**STORED ROWS**:
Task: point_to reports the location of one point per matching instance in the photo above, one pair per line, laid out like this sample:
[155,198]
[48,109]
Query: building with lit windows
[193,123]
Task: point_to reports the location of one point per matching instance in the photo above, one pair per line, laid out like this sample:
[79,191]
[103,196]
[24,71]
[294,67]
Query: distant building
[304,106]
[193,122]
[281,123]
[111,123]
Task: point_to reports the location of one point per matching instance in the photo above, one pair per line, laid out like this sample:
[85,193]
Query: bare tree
---
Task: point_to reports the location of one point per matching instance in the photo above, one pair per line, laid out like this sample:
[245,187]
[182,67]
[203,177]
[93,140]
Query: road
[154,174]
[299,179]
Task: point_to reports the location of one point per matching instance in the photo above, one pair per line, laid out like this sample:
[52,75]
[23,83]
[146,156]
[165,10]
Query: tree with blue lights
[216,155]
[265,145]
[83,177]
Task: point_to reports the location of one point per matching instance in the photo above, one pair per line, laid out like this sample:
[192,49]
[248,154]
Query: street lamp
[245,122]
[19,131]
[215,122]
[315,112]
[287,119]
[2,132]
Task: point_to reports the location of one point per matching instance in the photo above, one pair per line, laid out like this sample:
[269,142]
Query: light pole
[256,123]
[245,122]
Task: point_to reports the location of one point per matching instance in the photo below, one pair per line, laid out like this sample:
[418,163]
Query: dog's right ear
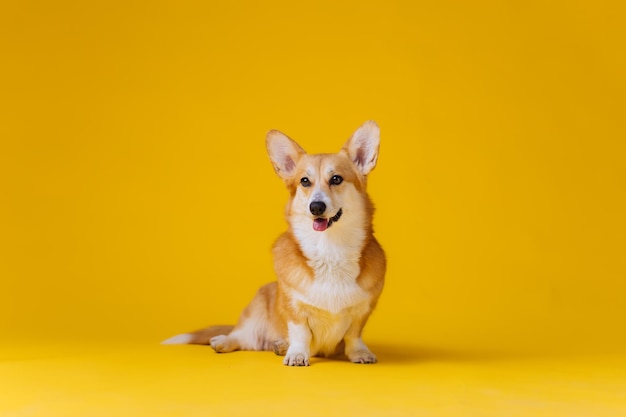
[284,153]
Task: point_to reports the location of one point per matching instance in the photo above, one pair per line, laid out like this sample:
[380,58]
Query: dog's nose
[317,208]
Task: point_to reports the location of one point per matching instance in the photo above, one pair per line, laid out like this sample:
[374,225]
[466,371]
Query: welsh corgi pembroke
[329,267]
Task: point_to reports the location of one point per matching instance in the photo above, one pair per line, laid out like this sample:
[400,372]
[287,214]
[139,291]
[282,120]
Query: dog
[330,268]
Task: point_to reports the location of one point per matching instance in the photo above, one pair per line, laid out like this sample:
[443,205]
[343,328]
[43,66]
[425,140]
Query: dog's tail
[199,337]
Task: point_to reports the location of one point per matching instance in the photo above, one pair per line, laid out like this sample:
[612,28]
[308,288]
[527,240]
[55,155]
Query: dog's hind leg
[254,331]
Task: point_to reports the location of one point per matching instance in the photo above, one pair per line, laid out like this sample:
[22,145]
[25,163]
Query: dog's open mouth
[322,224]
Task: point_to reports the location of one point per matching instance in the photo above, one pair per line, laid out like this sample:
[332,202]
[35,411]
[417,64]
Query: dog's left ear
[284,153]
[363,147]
---
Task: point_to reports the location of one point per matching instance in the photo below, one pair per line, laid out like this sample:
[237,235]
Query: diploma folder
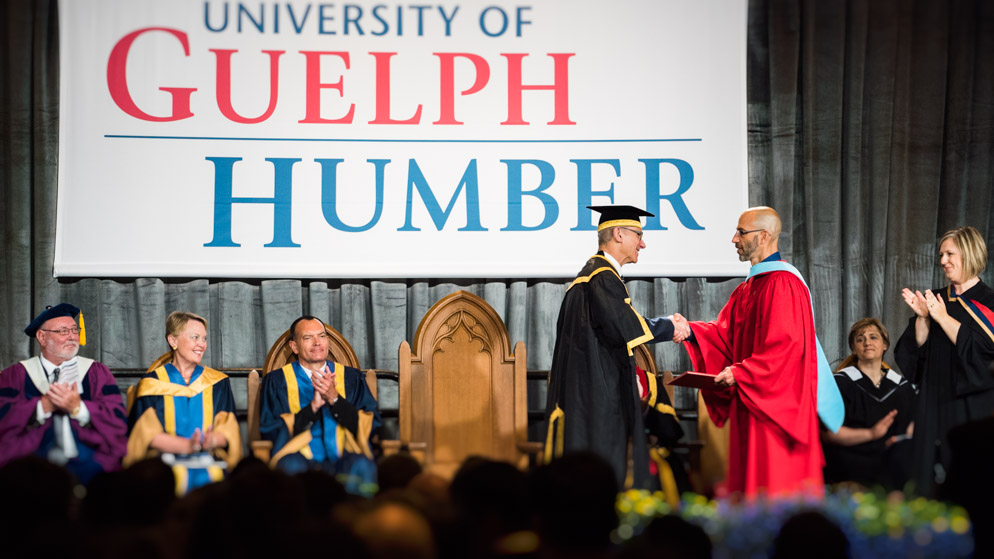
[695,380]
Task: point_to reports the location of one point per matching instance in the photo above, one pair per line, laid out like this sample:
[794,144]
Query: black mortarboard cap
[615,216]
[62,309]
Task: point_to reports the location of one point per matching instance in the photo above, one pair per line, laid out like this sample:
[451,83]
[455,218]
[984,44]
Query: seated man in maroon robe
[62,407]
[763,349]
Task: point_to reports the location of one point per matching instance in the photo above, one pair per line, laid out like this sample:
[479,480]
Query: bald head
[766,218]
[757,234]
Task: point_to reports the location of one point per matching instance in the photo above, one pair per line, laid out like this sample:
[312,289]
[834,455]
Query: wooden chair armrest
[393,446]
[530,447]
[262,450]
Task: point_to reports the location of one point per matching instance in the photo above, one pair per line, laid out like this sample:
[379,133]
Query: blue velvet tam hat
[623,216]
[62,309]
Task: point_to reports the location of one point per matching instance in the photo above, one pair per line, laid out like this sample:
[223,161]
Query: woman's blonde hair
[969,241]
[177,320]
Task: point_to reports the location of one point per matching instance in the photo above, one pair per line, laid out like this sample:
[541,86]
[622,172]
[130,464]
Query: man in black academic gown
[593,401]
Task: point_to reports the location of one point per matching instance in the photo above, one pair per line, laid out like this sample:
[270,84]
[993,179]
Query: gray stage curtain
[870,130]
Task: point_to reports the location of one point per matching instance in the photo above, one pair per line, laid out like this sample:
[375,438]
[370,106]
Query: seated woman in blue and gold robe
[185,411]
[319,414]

**WRITTEN TASK**: Copy every line of the items above that contains the word "woman".

**WRITTEN RESPONSE**:
Query: woman's blonde hair
Query: seated woman in blue and gold robe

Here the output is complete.